Dataset rows on where objects appear →
........
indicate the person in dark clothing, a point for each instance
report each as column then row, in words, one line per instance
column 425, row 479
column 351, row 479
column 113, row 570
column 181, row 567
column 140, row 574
........
Work required →
Reproduce every line of the items above verbatim.

Output below →
indicate the person in dark clothing, a point for each instance
report each as column then row, in words, one line per instance
column 425, row 479
column 351, row 479
column 113, row 570
column 181, row 567
column 140, row 574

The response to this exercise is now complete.